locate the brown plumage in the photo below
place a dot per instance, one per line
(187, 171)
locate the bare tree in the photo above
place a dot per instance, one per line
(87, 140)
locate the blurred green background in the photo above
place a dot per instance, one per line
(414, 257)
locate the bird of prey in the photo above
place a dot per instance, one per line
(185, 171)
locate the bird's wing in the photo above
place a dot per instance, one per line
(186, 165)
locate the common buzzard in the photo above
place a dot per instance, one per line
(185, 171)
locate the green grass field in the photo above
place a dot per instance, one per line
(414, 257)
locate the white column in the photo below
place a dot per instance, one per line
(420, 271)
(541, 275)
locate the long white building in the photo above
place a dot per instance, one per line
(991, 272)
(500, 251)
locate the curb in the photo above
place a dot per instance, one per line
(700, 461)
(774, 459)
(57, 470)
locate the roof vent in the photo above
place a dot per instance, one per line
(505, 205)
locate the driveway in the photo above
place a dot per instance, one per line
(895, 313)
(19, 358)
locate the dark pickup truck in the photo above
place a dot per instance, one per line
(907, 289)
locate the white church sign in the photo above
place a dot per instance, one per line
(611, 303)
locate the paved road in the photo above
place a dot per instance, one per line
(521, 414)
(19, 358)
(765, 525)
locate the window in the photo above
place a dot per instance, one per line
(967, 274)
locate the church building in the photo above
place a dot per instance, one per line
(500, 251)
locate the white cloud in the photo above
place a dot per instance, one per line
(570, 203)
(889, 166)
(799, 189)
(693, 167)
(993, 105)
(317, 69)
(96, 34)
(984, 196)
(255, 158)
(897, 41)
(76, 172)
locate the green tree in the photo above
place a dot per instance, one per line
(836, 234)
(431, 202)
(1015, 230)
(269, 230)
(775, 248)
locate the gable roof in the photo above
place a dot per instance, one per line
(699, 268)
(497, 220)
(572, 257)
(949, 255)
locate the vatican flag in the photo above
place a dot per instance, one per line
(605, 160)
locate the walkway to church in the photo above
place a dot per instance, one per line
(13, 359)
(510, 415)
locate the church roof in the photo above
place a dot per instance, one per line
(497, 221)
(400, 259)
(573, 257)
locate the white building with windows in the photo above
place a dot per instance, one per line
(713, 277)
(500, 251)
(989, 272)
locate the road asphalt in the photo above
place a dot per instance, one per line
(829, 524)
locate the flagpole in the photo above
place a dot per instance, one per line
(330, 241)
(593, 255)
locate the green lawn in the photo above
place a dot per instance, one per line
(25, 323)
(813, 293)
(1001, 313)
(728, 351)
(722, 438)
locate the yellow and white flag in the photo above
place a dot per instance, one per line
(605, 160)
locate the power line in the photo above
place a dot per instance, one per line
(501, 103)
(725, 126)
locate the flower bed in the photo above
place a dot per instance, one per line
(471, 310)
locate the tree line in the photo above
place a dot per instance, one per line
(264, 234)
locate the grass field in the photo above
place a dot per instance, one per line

● Directions
Put every line of the records above into a numbered list, leaving out any blank lines.

● Correct response
1. locate the brown plumage in the photo below
2. place a dot per instance, one per line
3. (187, 171)
4. locate the bare tree in the photo above
5. place a dot per instance, one per line
6. (87, 140)
7. locate the blurred green background in the photo above
8. place a dot per instance, one per line
9. (414, 257)
10. locate the bird of prey in the photo above
11. place a dot per instance, one per line
12. (185, 171)
13. locate the bird's wing in the photo above
14. place a dot per instance, one per line
15. (186, 165)
16. locate the common buzzard in the photo above
17. place a dot per instance, one per line
18. (185, 171)
19. locate the green grass field in the photo above
20. place a dot per instance, one per line
21. (414, 257)
22. locate the white column in the photo below
23. place a dot per instance, one per line
24. (420, 271)
25. (541, 275)
26. locate the long white building in the photo above
27. place a dot per instance, one per line
28. (991, 272)
29. (500, 251)
30. locate the curb in the photo above
31. place a dot per instance, one per line
32. (700, 461)
33. (774, 459)
34. (57, 470)
35. locate the roof vent in the photo above
36. place a dot per instance, one per line
37. (505, 205)
38. locate the driveway in the photo above
39. place a dot per instance, one per line
40. (895, 313)
41. (19, 358)
42. locate the dark pickup truck in the photo above
43. place a dot per instance, one per line
44. (907, 289)
45. locate the white church sign in the photo above
46. place a dot per instance, one per line
47. (611, 303)
48. locate the paved road in the photo above
49. place a dot per instance, one per line
50. (521, 414)
51. (19, 358)
52. (765, 525)
53. locate the window in the photo above
54. place a dot per instance, one per line
55. (967, 274)
56. locate the church building in the photo above
57. place a dot per instance, one per line
58. (500, 251)
59. locate the white cloud in the photo above
60. place a dot per instance, one per line
61. (570, 203)
62. (889, 166)
63. (799, 189)
64. (693, 167)
65. (993, 105)
66. (317, 69)
67. (96, 34)
68. (984, 196)
69. (255, 158)
70. (897, 41)
71. (76, 172)
72. locate the green tree in the photo above
73. place a dot per instance, one per line
74. (836, 234)
75. (431, 202)
76. (1015, 230)
77. (269, 230)
78. (775, 248)
79. locate the gable roof in the photo above
80. place a dot per instance, one per line
81. (699, 268)
82. (497, 220)
83. (572, 257)
84. (949, 255)
85. locate the vatican flag in the photo above
86. place a dot per instance, one per line
87. (605, 160)
88. locate the walkway to church in the photo above
89. place a dot per instance, one per line
90. (13, 359)
91. (510, 415)
92. locate the church roof in the photo above
93. place a dot per instance, one per line
94. (497, 221)
95. (400, 259)
96. (573, 257)
97. locate the white building with windows in the photo above
98. place a dot per instance, one per line
99. (713, 277)
100. (500, 251)
101. (989, 272)
102. locate the road asphalt in the photo above
103. place a dot per instance, one per line
104. (829, 524)
105. locate the flagpole in the photo above
106. place a dot per instance, one per line
107. (330, 241)
108. (593, 255)
109. locate the green lawn in the photo above
110. place a dot per instance, one per line
111. (25, 323)
112. (813, 293)
113. (1001, 313)
114. (728, 351)
115. (722, 438)
116. locate the yellow and white flag in the photo above
117. place a dot per instance, one per line
118. (605, 160)
119. locate the power line in the photo above
120. place a dot per instance, one per line
121. (501, 103)
122. (725, 126)
123. locate the flower bed in the photo above
124. place a dot per instance, one per line
125. (471, 310)
126. locate the tree line in the photo above
127. place a dot per instance, one per line
128. (264, 234)
129. locate the grass field in the photo above
130. place a dot per instance, one per line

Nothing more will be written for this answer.